Laura Brignon : profession traductrice
Les traductrices et les traducteurs tiennent un rôle primordial dans le monde de l’édition. Grâce à eux, nous pouvons découvrir des romans et autres ouvrages du monde entier. Chargés de rester fidèles au style de l’auteur qu’ils traduisent, ils évoluent néanmoins un peu dans l’ombre, même si leur rôle est davantage mis en valeur par certains éditeurs et salué par les auteurs eux-mêmes.
Originaire du département du Tarn, Laura Brignon travaille dans la traduction d’ouvrages italiens depuis plusieurs années. Responsable de la traduction de romans pour de prestigieuses maisons d’édition, Laura a accepté de répondre à nos questions afin de nous permettre de mieux connaître ce métier passionnant.
Comment es-tu devenue traductrice ? Visais-tu cette profession depuis le début de tes études ?

*Extrait de données:*
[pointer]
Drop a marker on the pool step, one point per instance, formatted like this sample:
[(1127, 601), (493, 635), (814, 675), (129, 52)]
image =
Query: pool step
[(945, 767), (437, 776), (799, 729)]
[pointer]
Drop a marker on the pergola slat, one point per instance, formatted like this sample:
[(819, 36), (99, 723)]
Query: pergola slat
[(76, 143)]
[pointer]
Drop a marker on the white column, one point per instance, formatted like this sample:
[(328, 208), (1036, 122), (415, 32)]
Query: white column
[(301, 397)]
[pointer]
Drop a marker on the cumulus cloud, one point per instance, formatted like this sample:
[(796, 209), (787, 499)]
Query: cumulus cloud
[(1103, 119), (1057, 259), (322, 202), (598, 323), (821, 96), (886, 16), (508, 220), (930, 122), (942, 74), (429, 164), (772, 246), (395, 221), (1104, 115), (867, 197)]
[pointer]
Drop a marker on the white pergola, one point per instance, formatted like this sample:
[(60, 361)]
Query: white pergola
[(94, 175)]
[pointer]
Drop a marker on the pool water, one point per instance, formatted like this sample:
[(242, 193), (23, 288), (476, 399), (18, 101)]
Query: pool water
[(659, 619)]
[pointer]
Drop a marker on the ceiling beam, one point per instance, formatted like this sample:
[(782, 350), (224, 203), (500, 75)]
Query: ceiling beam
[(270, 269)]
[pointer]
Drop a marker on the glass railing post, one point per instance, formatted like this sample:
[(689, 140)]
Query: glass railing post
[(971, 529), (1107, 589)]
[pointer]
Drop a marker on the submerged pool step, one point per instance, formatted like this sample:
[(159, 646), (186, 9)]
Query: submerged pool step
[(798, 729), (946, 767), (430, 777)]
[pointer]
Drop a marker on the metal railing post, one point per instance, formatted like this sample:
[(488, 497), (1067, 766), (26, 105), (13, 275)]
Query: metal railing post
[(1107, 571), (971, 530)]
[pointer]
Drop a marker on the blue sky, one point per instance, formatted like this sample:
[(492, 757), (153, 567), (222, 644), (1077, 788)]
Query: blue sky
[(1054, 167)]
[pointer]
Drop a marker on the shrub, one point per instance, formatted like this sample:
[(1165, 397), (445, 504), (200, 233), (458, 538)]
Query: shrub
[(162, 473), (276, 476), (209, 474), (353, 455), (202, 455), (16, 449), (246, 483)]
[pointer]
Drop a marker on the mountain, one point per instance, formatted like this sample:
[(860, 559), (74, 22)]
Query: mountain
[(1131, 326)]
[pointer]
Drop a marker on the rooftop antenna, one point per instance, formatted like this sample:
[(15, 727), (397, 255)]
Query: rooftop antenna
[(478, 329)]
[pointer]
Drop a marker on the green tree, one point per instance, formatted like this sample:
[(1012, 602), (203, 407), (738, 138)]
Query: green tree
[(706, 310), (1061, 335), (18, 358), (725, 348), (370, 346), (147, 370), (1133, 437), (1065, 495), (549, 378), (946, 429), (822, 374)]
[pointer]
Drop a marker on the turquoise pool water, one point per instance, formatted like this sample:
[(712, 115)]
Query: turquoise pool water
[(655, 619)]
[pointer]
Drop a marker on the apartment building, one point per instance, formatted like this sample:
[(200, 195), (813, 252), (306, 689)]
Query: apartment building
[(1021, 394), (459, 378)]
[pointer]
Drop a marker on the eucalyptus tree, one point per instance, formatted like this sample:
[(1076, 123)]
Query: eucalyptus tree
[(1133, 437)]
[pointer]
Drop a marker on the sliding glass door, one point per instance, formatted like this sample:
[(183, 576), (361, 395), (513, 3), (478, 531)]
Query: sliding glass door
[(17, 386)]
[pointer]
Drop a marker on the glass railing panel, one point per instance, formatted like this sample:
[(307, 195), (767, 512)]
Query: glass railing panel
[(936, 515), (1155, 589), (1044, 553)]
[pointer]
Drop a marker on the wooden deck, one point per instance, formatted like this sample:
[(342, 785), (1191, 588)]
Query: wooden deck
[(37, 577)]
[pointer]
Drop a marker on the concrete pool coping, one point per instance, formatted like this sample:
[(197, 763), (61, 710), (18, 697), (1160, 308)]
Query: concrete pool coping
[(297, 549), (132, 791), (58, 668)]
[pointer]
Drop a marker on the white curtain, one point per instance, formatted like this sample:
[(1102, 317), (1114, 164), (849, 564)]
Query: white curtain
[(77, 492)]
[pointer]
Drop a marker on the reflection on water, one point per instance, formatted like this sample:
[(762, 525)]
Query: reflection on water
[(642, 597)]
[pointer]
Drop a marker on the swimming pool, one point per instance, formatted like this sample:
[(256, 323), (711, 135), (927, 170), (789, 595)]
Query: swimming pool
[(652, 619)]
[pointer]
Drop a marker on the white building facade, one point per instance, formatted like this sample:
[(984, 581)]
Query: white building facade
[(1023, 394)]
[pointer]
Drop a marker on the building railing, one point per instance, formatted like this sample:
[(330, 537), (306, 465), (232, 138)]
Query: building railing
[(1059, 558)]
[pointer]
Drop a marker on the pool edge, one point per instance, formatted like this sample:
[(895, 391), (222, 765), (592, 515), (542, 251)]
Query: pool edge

*Consigne:*
Poursuivez le texte sur Laura Brignon et son métier de traductrice à partir de l'endroit où il s'arrête.

*Réponse:*
Quand j’étais au lycée, puis quand j’ai commencé mes études, j’adorais faire des versions et je savais que les traducteurs littéraires existaient, mais je n’imaginais pas du tout que c’était un métier dont on pouvait vivre. Il m’est arrivé quelquefois de traduire des petits bouts de textes italiens qui me plaisaient pour mes proches, mais comme ça, pour le plaisir. Comme je ne savais pas trop quoi faire, j’ai commencé à préparer le concours de prof d’italien, à l’époque on pouvait le passer avec une licence, mais sans grande conviction, je dois dire. Et puis, par hasard, j’ai rencontré une traductrice (c’était ma voisine de palier !), et là ça a été le déclic.
Pourrais-tu nous parler de ton parcours scolaire ?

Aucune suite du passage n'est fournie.